_PROBLEM TO WORK ON_:
Once you have read the entries below, write them all out again exactly.

_RECORDS_:
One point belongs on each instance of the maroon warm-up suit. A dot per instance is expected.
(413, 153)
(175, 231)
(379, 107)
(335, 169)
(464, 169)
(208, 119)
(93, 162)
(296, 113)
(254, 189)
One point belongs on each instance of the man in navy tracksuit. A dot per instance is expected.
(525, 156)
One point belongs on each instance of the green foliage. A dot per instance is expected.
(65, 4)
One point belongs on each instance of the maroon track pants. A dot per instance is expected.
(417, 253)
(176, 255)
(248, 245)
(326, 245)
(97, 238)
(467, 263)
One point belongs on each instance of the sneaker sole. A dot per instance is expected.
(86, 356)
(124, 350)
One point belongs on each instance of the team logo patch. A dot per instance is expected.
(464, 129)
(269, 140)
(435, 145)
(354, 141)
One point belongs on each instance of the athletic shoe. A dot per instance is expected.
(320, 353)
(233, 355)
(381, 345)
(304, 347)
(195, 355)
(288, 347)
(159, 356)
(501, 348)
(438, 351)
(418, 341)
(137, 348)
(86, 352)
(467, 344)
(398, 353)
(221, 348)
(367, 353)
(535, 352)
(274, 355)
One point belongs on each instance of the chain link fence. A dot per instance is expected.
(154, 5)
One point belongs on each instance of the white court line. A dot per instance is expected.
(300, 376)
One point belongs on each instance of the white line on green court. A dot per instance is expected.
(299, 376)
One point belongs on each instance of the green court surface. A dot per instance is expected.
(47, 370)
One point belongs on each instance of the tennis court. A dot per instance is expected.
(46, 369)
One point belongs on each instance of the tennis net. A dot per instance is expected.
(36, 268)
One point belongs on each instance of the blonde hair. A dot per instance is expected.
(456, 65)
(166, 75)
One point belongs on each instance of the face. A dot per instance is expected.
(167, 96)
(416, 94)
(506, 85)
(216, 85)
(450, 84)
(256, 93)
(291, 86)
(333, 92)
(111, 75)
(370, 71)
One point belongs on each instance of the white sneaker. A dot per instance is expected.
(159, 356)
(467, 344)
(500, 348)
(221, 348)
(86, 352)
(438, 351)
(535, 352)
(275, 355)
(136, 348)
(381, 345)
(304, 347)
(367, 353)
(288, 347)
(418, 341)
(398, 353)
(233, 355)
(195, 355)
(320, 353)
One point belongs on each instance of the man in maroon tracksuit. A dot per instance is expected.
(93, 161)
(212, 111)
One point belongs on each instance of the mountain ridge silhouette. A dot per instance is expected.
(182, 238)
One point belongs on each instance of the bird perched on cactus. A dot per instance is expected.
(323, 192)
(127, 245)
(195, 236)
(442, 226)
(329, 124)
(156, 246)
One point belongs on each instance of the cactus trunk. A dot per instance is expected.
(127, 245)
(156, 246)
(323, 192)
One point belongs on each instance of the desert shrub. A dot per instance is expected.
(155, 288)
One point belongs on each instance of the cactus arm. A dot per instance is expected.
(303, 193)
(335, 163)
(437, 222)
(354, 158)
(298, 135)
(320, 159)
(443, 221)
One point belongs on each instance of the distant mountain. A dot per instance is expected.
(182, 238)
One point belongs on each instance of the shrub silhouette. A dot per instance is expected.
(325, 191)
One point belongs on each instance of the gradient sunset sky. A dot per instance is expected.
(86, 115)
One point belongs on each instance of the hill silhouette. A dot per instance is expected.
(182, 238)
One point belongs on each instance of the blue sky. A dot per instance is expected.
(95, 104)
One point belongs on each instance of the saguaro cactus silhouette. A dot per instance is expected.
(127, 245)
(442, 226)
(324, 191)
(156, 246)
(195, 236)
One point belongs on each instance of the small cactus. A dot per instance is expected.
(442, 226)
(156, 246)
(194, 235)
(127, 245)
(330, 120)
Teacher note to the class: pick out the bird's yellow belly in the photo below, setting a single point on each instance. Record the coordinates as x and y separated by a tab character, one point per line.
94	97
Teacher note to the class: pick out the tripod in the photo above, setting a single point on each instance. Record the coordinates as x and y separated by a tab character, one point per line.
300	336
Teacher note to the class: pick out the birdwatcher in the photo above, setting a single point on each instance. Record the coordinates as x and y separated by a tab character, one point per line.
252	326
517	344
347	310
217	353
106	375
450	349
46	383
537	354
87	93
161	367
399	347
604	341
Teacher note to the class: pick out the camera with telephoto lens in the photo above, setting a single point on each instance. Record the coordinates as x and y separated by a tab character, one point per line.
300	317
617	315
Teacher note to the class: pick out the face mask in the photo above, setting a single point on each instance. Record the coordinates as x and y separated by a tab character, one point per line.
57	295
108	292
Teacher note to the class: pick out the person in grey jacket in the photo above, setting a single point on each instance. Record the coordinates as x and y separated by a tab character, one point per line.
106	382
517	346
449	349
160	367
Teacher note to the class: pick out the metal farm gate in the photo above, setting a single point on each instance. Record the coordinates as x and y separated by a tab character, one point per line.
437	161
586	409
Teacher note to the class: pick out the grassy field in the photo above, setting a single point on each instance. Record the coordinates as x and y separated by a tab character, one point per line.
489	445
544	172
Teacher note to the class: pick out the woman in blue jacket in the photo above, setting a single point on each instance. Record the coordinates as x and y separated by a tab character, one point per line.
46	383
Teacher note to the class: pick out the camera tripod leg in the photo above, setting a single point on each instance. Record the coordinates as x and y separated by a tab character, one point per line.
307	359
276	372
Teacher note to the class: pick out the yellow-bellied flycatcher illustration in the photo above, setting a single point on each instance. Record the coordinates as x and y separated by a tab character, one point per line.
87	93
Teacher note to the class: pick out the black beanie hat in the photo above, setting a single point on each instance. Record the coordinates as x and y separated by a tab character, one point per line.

_RESPONSE AREA_:
One point belongs on each instance of the maroon warm-up suit. A dot per instance is expected.
(413, 153)
(175, 231)
(379, 107)
(335, 169)
(464, 169)
(208, 119)
(93, 162)
(296, 113)
(254, 189)
One point belongs on each instance of the man in navy tracksuit. A dot per instance is expected.
(525, 156)
One point belongs on each instance of the green foliage. A dot per instance is expected.
(65, 4)
One point belongs on each instance of the maroon track pants. A dot per instance is expected.
(417, 253)
(176, 255)
(248, 245)
(326, 245)
(97, 238)
(467, 263)
One point belongs on each instance of the sneaker sole. A dot per instance is expected.
(86, 356)
(124, 350)
One point belongs on each instance of the team logo patch. A dot per instance is expected.
(464, 129)
(269, 140)
(435, 145)
(354, 141)
One point belongs on each instance of the athletic shoe. A dot per instance is expected.
(320, 353)
(233, 355)
(381, 345)
(304, 347)
(195, 355)
(288, 347)
(159, 356)
(501, 348)
(438, 351)
(418, 341)
(137, 348)
(86, 352)
(467, 344)
(398, 353)
(221, 348)
(367, 353)
(535, 352)
(274, 355)
One point belongs on each instance of the chain link fence. A dot per instance is expected.
(154, 5)
One point belongs on each instance of the white court line. A dot per instance is expected.
(300, 376)
One point belongs on each instance of the white line on green court. A dot per instance is expected.
(299, 376)
One point belongs on each instance of the green court surface. A dot per instance is expected.
(47, 370)
One point belongs on each instance of the tennis court. A dot per instance is expected.
(46, 369)
One point belongs on each instance of the tennis net. A dot per instance is expected.
(36, 268)
One point belongs on each instance of the blonde hair. A dot per instance is expected.
(456, 65)
(166, 75)
One point belongs on each instance of the face. A dot per instance is expected.
(167, 96)
(416, 94)
(506, 85)
(216, 85)
(450, 84)
(256, 93)
(291, 86)
(333, 92)
(111, 75)
(370, 71)
One point belongs on each instance of the white sneaker. A dot per instance is expected.
(159, 356)
(467, 344)
(500, 348)
(221, 348)
(86, 352)
(438, 351)
(535, 352)
(275, 355)
(136, 348)
(381, 345)
(304, 347)
(367, 353)
(288, 347)
(418, 341)
(398, 353)
(233, 355)
(195, 355)
(320, 353)
One point belongs on each instance of the man in maroon tracksuit. A dot per instance is expected.
(93, 161)
(212, 111)
One point belongs on each instance of the mountain ridge silhouette. A dot per instance is expected.
(182, 238)
One point belongs on each instance of the bird perched on cactus. A dot per instance is expected.
(323, 192)
(127, 245)
(195, 236)
(442, 226)
(329, 124)
(156, 246)
One point belongs on each instance of the cactus trunk. A dot per instance is expected.
(127, 245)
(156, 246)
(323, 192)
One point belongs on each instance of the desert shrub. A dot per instance is expected.
(155, 288)
One point belongs on each instance of the cactus arm. A dot per instance is expected.
(303, 193)
(335, 163)
(437, 222)
(354, 158)
(298, 135)
(320, 159)
(443, 221)
One point belongs on each instance of the distant mountain. A dot per instance is expected.
(182, 238)
One point belongs on each instance of the shrub silhouette. A dot per instance is expected.
(325, 191)
One point belongs on each instance of the gradient sunset sky. A dot per instance is expected.
(86, 115)
One point belongs on each instance of the hill silhouette. A dot per instance is expected.
(182, 238)
One point belongs on each instance of the blue sky. A dot per instance is expected.
(95, 104)
One point belongs on each instance of the saguaro cactus silhouette. A dot per instance is expected.
(127, 245)
(442, 226)
(324, 191)
(156, 246)
(195, 236)
One point belongs on each instance of the small cactus. A dot per instance is expected.
(442, 226)
(156, 246)
(194, 235)
(127, 245)
(330, 120)
Teacher note to the class: pick out the bird's yellow belly in the photo below, setting a single point on each instance. Record the coordinates as x and y separated by a tab character, one point per line.
94	97
Teacher note to the class: pick out the tripod in the photo above, setting a single point on each instance. Record the coordinates as x and y separated by a tab character, one point per line.
300	336
Teacher note to the class: pick out the birdwatcher in the photo above, setting a single point on each instance. Record the coordinates as x and y separated by a tab character, one point per line.
252	326
517	344
347	310
217	353
106	375
450	349
46	383
537	354
87	93
161	367
399	347
604	341
Teacher note to the class: pick out the camera with telephoto lens in the photo above, setting a single point on each instance. Record the coordinates as x and y separated by a tab character, one point per line.
300	317
617	315
Teacher note to the class: pick out the face mask in the photo above, setting a single point on each instance. Record the coordinates as x and y separated by a tab character, one point per line.
57	295
108	292
Teacher note to the class: pick out the person in grey jacket in the photo above, setting a single point on each instance. Record the coordinates as x and y separated by a tab character, one point per line.
106	382
517	346
449	349
160	367
Teacher note to the class: pick out the metal farm gate in the photo above, setting a single point on each instance. Record the coordinates as x and y separated by a tab character, one point per line.
437	161
586	409
Teacher note to the class: pick out the grassy field in the photo above, setting a single point on each instance. Record the coordinates as x and y separated by a tab character, one point per line.
489	445
544	172
Teacher note to the class: pick out the woman in blue jacket in the photo above, setting a single point on each instance. Record the coordinates as x and y separated by a tab character, one point per line.
46	383
Teacher note to the class: pick out the camera tripod leg in the photo above, setting a single point on each instance. Record the coordinates as x and y separated by a tab character, one point per line.
307	359
276	372
Teacher note to the class: pick out the yellow-bellied flycatcher illustration in the photo above, setting a single point on each instance. Record the coordinates as x and y separated by a tab character, one point per line.
87	93
Teacher note to the class: pick out the black beanie hat in the photo above, setting a single point on each instance. Record the coordinates as x and y separated by a tab character, one point per line.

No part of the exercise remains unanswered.